Return each entry below without any alteration.

[Data section — start]

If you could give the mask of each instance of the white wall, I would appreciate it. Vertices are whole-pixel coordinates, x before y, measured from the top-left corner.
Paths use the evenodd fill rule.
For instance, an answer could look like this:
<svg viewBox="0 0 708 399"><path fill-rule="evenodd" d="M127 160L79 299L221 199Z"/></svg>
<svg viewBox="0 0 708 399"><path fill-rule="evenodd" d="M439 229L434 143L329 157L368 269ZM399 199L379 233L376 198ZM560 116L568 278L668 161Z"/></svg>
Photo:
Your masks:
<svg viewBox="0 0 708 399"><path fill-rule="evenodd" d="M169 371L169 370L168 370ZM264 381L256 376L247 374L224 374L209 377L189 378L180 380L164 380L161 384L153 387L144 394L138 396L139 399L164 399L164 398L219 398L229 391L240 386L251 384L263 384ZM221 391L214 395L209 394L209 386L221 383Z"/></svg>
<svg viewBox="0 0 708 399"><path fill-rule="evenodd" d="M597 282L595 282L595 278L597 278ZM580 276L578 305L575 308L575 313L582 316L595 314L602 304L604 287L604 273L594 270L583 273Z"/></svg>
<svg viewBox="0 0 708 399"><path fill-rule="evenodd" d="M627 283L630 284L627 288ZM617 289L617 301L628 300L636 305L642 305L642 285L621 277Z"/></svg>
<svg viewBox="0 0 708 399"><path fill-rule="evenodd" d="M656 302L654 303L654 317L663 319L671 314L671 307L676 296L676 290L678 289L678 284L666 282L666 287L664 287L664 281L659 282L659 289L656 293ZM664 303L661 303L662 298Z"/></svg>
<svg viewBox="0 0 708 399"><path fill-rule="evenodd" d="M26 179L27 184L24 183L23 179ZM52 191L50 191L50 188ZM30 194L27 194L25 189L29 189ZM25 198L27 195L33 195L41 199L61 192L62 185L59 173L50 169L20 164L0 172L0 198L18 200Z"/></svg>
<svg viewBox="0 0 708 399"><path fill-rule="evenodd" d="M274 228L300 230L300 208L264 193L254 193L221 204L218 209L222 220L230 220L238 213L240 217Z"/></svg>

[Data section — finish]

[Expected answer]
If you could give the mask of each instance of the white wall, I would appreciate it. Vertices are whole-pixel coordinates, x before y, measured from the top-left corner.
Paths use the evenodd fill rule.
For instance, an answer could look like this:
<svg viewBox="0 0 708 399"><path fill-rule="evenodd" d="M127 160L79 299L221 199Z"/></svg>
<svg viewBox="0 0 708 399"><path fill-rule="evenodd" d="M439 229L434 143L329 157L368 269ZM399 199L379 233L376 198ZM560 116L568 278L668 161Z"/></svg>
Photo:
Your masks:
<svg viewBox="0 0 708 399"><path fill-rule="evenodd" d="M169 371L169 370L168 370ZM264 381L256 376L247 374L224 374L209 377L189 378L180 380L164 380L161 384L153 387L144 394L138 396L139 399L164 399L164 398L219 398L229 391L240 386L251 384L263 384ZM221 391L214 395L209 394L209 386L221 383Z"/></svg>
<svg viewBox="0 0 708 399"><path fill-rule="evenodd" d="M597 282L595 282L595 278L597 278ZM580 276L578 305L575 308L575 313L582 316L595 314L602 304L604 287L604 273L594 270L583 273Z"/></svg>
<svg viewBox="0 0 708 399"><path fill-rule="evenodd" d="M627 283L630 284L627 288ZM617 289L617 301L628 300L636 305L642 305L642 285L621 277Z"/></svg>
<svg viewBox="0 0 708 399"><path fill-rule="evenodd" d="M656 302L654 303L654 317L663 319L671 314L671 307L676 296L676 290L678 289L678 284L666 282L666 287L664 287L664 281L659 282L659 289L656 293ZM664 303L661 303L662 298Z"/></svg>
<svg viewBox="0 0 708 399"><path fill-rule="evenodd" d="M26 179L27 184L24 183L23 179ZM52 191L50 191L50 188ZM30 194L27 194L25 189L29 189ZM25 198L27 195L33 195L41 199L61 192L62 185L59 173L50 169L20 164L0 172L0 198L18 200Z"/></svg>
<svg viewBox="0 0 708 399"><path fill-rule="evenodd" d="M274 228L300 230L300 208L264 193L254 193L221 204L218 209L222 220L230 220L238 213L240 217Z"/></svg>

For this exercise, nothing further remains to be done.